YOUR GOAL: Reproduce the lines below verbatim. Begin at the line that contains "# mark one dot per instance, written like column 294, row" and stop after the final line.

GIVEN RECORDS:
_ _ _
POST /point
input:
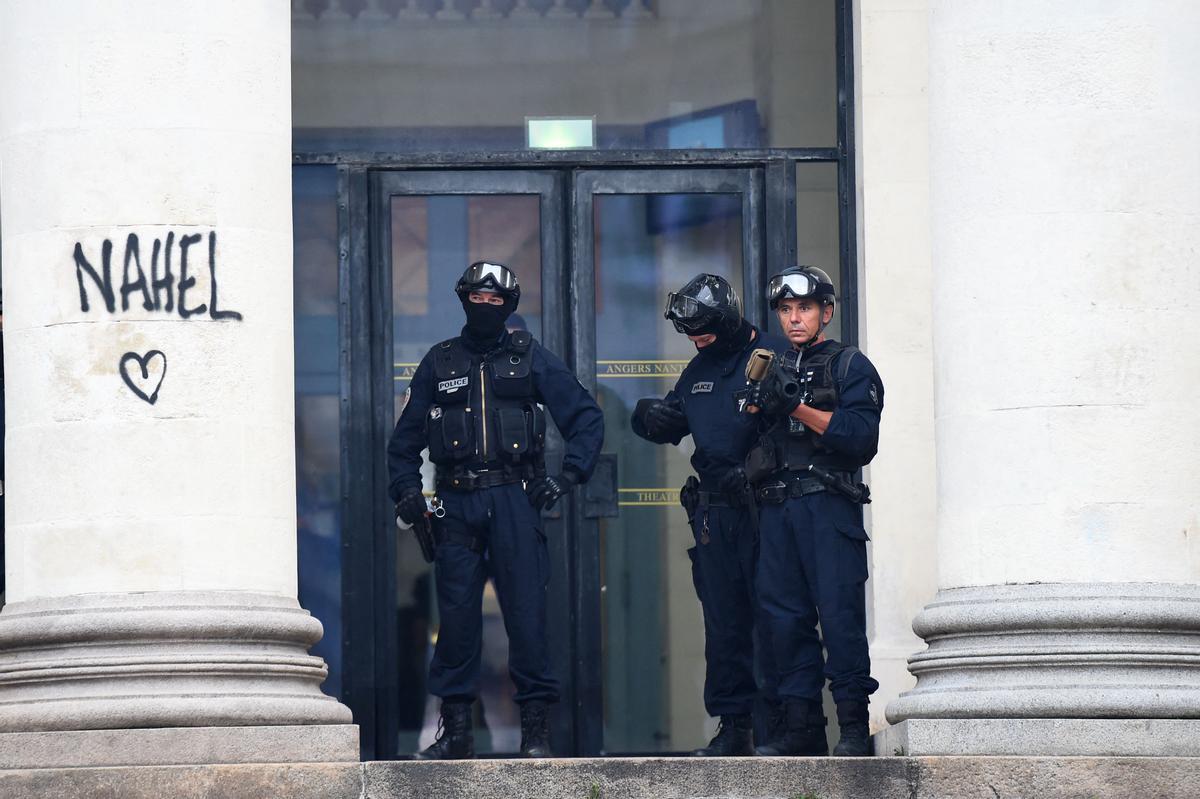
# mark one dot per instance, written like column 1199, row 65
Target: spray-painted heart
column 137, row 382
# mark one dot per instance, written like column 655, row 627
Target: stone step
column 881, row 778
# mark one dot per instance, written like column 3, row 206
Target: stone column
column 151, row 558
column 1066, row 229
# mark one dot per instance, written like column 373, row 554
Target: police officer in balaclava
column 705, row 404
column 475, row 401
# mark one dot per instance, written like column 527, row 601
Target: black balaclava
column 485, row 322
column 730, row 342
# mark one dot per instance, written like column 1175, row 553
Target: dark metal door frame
column 367, row 397
column 747, row 181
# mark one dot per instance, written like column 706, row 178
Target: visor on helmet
column 797, row 284
column 688, row 314
column 483, row 276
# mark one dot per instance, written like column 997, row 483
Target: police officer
column 705, row 404
column 475, row 402
column 820, row 406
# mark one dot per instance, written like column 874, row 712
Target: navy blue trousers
column 813, row 568
column 515, row 558
column 724, row 574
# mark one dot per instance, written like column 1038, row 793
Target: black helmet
column 489, row 276
column 706, row 305
column 801, row 282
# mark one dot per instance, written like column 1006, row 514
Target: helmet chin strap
column 821, row 326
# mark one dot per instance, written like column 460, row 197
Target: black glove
column 411, row 509
column 689, row 496
column 777, row 395
column 733, row 482
column 665, row 419
column 544, row 492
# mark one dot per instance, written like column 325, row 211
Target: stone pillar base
column 1042, row 737
column 180, row 746
column 1057, row 650
column 189, row 659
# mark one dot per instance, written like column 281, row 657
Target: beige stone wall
column 897, row 325
column 154, row 124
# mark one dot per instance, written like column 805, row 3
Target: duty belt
column 472, row 479
column 717, row 499
column 778, row 491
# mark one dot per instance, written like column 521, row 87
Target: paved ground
column 882, row 778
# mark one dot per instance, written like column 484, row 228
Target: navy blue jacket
column 709, row 390
column 855, row 426
column 576, row 414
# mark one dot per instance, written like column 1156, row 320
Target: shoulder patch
column 453, row 385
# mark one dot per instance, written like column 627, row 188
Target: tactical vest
column 486, row 412
column 789, row 444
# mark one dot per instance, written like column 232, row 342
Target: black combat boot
column 777, row 719
column 735, row 738
column 455, row 740
column 534, row 730
column 856, row 738
column 804, row 734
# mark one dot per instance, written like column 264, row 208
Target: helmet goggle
column 687, row 313
column 485, row 276
column 798, row 284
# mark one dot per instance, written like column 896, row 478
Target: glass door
column 635, row 236
column 427, row 226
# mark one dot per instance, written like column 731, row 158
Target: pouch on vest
column 451, row 436
column 511, row 376
column 511, row 426
column 761, row 460
column 537, row 427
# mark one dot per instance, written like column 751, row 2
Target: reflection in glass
column 816, row 229
column 433, row 239
column 653, row 632
column 463, row 74
column 318, row 433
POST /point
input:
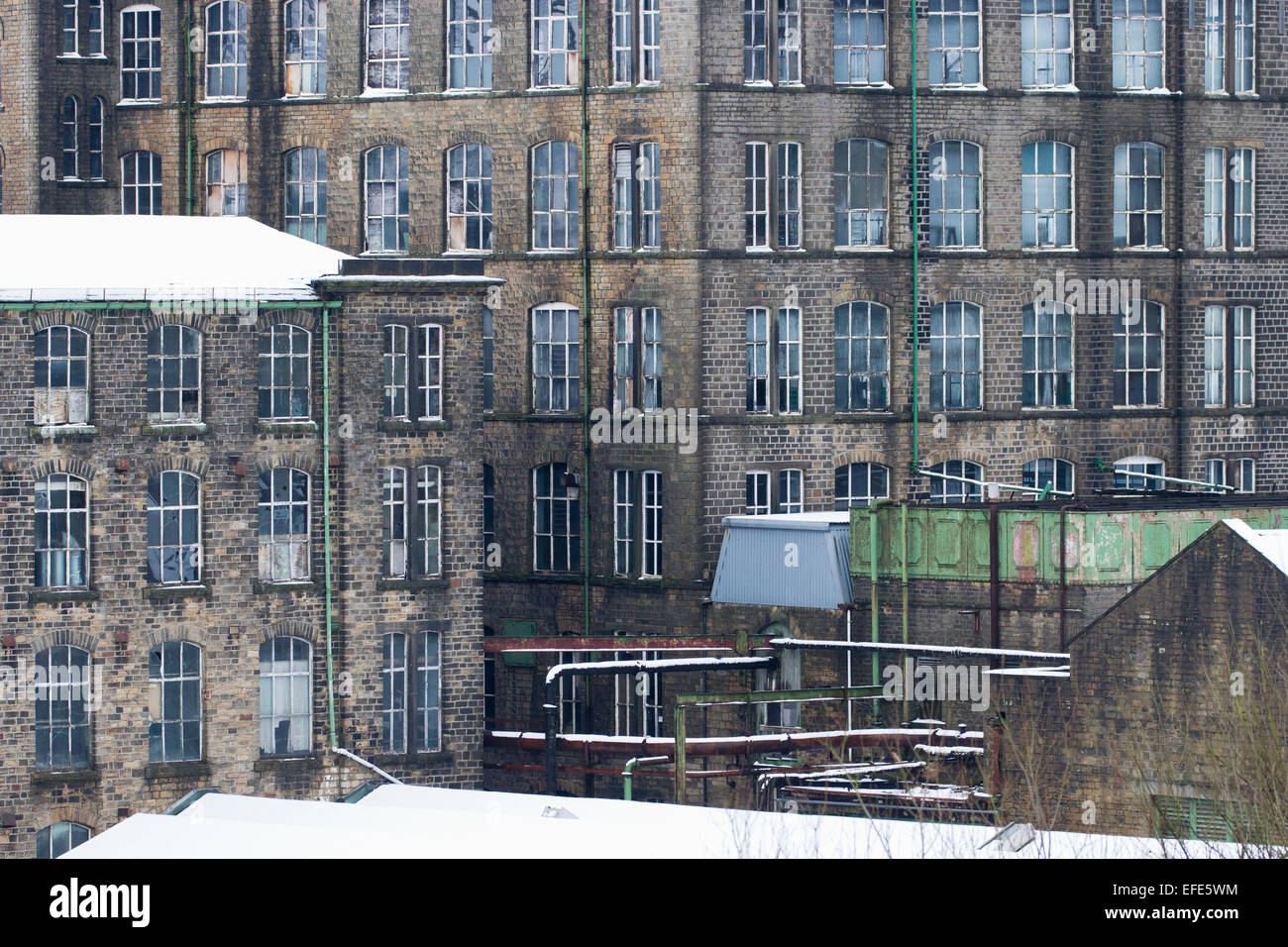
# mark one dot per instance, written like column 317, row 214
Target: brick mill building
column 721, row 208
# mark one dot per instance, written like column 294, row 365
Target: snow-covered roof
column 417, row 822
column 1271, row 544
column 116, row 258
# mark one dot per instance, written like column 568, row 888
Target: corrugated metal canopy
column 798, row 561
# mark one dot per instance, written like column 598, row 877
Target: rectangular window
column 387, row 46
column 555, row 359
column 861, row 356
column 651, row 491
column 1046, row 44
column 956, row 355
column 554, row 44
column 1138, row 356
column 469, row 44
column 956, row 43
column 758, row 361
column 859, row 42
column 305, row 51
column 141, row 54
column 638, row 698
column 62, row 368
column 1137, row 44
column 226, row 51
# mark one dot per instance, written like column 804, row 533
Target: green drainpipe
column 585, row 322
column 326, row 512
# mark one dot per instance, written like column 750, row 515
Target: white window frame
column 864, row 52
column 303, row 76
column 297, row 549
column 220, row 75
column 469, row 198
column 1132, row 55
column 299, row 690
column 1126, row 210
column 1124, row 335
column 469, row 30
column 189, row 554
column 399, row 62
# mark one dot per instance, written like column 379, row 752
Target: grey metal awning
column 795, row 561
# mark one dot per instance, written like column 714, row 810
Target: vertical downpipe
column 326, row 510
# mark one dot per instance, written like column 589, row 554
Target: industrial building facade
_ _ _
THE COMPLETED TASK:
# mark one dot per instance, written like column 294, row 365
Target: snow-covered roof
column 417, row 822
column 1271, row 544
column 116, row 258
# mark one dot per instance, written like column 568, row 888
Target: corrugated metal canopy
column 798, row 561
# mark one dot per instance, written like column 598, row 877
Target: rectangular window
column 387, row 46
column 555, row 359
column 861, row 356
column 651, row 491
column 1046, row 44
column 956, row 355
column 554, row 44
column 1138, row 356
column 469, row 44
column 956, row 43
column 758, row 361
column 859, row 42
column 305, row 51
column 141, row 54
column 638, row 698
column 62, row 368
column 1137, row 44
column 226, row 51
# mark one dot per instance, written like column 804, row 533
Target: green drainpipe
column 585, row 322
column 326, row 512
# mark one dot per instance, written like column 750, row 515
Target: white window frame
column 864, row 52
column 303, row 76
column 297, row 549
column 220, row 75
column 469, row 198
column 1132, row 55
column 299, row 690
column 1126, row 210
column 1124, row 335
column 469, row 30
column 189, row 554
column 399, row 62
# mark one dot per instance, written like column 379, row 752
Target: grey metal awning
column 795, row 561
# mark one dot per instance, written like column 714, row 810
Target: vertical downpipe
column 326, row 510
# mark one dot per instance, written like column 589, row 554
Target: industrial building facade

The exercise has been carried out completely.